## [Data listing]
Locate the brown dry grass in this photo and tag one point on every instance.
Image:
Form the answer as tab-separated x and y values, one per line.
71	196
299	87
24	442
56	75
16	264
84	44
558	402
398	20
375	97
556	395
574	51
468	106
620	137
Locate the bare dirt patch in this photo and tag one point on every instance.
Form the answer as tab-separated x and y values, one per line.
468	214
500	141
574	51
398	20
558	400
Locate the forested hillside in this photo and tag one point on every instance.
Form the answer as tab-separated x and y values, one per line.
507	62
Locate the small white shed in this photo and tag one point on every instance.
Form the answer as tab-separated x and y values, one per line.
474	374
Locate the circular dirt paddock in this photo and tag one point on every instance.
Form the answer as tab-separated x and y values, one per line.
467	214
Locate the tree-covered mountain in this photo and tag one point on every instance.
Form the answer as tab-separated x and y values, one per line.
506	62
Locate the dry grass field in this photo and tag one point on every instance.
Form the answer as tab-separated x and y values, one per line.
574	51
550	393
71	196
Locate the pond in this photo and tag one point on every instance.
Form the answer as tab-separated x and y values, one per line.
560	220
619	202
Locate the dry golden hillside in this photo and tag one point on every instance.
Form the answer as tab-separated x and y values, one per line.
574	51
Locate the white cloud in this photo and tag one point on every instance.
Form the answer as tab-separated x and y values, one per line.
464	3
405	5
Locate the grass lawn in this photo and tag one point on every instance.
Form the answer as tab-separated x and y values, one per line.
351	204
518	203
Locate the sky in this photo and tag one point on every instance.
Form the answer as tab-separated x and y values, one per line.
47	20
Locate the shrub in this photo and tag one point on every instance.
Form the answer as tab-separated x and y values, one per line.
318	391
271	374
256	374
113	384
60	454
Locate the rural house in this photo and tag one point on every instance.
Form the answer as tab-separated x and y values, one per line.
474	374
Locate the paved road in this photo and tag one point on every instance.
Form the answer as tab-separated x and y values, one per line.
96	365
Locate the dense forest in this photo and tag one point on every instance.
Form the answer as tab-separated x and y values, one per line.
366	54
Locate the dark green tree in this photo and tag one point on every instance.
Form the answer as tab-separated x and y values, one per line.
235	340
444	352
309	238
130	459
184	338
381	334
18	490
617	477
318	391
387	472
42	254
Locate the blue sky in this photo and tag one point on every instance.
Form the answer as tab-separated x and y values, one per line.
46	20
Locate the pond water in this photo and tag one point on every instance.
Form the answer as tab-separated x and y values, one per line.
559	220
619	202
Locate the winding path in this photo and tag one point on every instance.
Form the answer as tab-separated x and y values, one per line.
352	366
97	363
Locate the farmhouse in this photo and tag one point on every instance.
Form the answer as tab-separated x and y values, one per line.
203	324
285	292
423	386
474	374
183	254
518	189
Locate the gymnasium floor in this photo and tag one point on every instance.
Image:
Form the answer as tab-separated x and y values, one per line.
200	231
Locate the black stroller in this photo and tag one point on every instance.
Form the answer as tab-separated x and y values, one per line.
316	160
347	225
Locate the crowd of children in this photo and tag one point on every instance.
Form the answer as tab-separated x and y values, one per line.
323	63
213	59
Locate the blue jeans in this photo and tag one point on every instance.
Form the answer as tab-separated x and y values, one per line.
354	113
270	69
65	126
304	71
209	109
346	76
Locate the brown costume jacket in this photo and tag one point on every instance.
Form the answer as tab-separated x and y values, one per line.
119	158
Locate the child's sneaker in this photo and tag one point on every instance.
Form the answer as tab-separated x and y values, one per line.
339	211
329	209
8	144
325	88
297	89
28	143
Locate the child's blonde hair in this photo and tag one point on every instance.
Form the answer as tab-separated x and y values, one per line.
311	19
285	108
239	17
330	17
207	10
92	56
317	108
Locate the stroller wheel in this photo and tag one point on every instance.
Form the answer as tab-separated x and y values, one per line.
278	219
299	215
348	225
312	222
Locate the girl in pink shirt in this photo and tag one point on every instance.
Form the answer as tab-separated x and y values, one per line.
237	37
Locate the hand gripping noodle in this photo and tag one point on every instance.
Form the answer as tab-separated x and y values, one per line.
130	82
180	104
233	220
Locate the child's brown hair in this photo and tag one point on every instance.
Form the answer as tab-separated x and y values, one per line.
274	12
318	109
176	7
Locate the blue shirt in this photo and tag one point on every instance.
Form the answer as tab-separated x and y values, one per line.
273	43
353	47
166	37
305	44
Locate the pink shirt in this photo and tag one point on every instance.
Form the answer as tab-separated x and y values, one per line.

## [Problem to solve]
Output all of the data again. Match it exactly.

## [Expected answer]
Locate the brown dry grass in this photo and tag one point on every instance.
Image:
Form the answer as tab-separated x and y values, one per line.
71	196
299	87
24	442
56	75
16	264
84	44
558	402
398	20
375	97
556	395
574	51
468	106
620	137
Locate the bare dirt patch in this photo and tag one point on every instance.
Form the answer as tab-separated x and y values, one per line.
468	214
500	141
574	51
398	20
558	400
Locate the forested hillside in this photo and tag one point on every instance.
Form the answer as tab-separated x and y values, one per line.
507	62
Locate the small white shed in this photo and tag one point on every instance.
Form the answer as tab-separated x and y values, one per line.
474	374
Locate the circular dirt paddock in this photo and tag one point on every instance.
Form the answer as tab-separated x and y values, one per line.
467	214
Locate the tree-covered mountain in this photo and tag one point on every instance.
Form the answer as tab-separated x and y values, one per line.
506	62
Locate the dry grass field in this photo and tag one point on every instance.
Form the answer as tab-separated x and y values, one per line.
574	51
550	393
71	196
Locate the pond in this photo and tag one point on every instance.
Form the answer as tab-separated x and y values, one per line.
560	220
619	202
Locate the dry golden hillside in this photo and tag one point on every instance.
Form the answer as tab-separated x and y values, one per line.
574	51
Locate the white cloud in this photo and tag one point on every instance.
Form the answer as tab-separated x and y values, one per line.
464	3
405	5
Locate the grass lawn in this photo and tag one point on every instance.
Form the answer as tab-separated x and y values, one per line.
351	204
518	203
Locate the sky in this photo and tag one point on every instance.
Form the answer as tab-separated x and y values, one per line.
47	20
Locate the shrub in this photo and tag one point on every instance.
Form the answer as tab-separated x and y values, one per line.
318	391
271	374
256	374
113	384
60	454
Locate the rural house in this photo and tag one point on every instance.
Form the answer as tab-separated x and y values, one per line.
474	374
Locate the paved road in this photo and tag one point on every instance.
Form the answer as tab-separated x and y values, one per line.
96	365
Locate the dense forest in this photo and tag one point on every instance.
Form the answer as tab-separated x and y values, one per line.
366	54
Locate the dark green tree in this photo and tag one point on every instance.
Form the answer as tab-separated x and y values, one per line.
235	340
444	352
309	238
130	459
184	338
381	334
18	490
617	477
318	391
387	472
42	254
Locate the blue sky in this photo and tag one point on every instance.
Form the answer as tab-separated x and y values, one per line.
46	20
Locate the pond water in this photo and tag one point on every instance.
Form the answer as tab-separated x and y values, one per line.
559	220
619	202
Locate the winding path in this photo and tag one point on every instance.
Form the answer as tab-separated x and y values, one per line.
352	366
97	363
Locate the farmhouse in this photo and tag one point on every instance.
Form the answer as tab-separated x and y values, one per line.
203	324
285	292
423	386
474	374
183	254
518	189
Locate the gymnasium floor in this photo and tag one point on every instance.
Image:
Form the answer as tab-separated x and y values, one per line.
200	231
Locate the black stroller in this photo and tag one point on every instance.
Form the answer as tab-separated x and y values, one per line.
316	160
347	225
Locate the crowd of children in this photo and tag one point on every instance.
Form the answer as tab-separated x and y values, one per line.
323	63
213	59
Locate the blue jeans in this photo and tag one point on every instance.
Form the answer as tab-separated x and y values, one per line.
354	113
270	69
65	126
304	71
209	109
346	76
Locate the brown costume jacket in this photo and tag one point on every instance.
Form the answer as tab-separated x and y values, one per line.
119	158
Locate the child's sneaker in this photo and tag one point on every instance.
Form the answer as tab-separated x and y values, one per line.
339	211
329	209
8	144
325	88
297	89
28	143
Locate the child's blonde hair in this photo and tag one point on every instance.
Form the answer as tab-separated x and y values, one per line.
311	19
285	108
239	17
330	17
207	10
92	56
317	108
Locate the stroller wheel in this photo and tag one point on every instance.
Form the answer as tab-separated x and y values, one per line.
278	219
299	215
348	225
312	222
Locate the girl in pink shirt in this photo and tag one point on every instance.
Form the answer as tab-separated x and y values, one per line.
237	37
Locate the hand gripping noodle in this photo and tag one point on every instance.
Form the answer as tab-separated x and y values, one per line.
130	82
180	104
233	220
Locate the child's brown hair in this photo and tag one point on every instance.
Form the answer as tab-separated x and y values, one per line.
274	12
318	109
176	7
Locate the blue shirt in this photo and tag one point on every instance.
Form the answer as tab-separated x and y values, one per line.
273	43
353	47
166	37
305	44
Locate the pink shirt in this photo and tag one point on every instance.
Form the answer as tab-separated x and y values, one per line.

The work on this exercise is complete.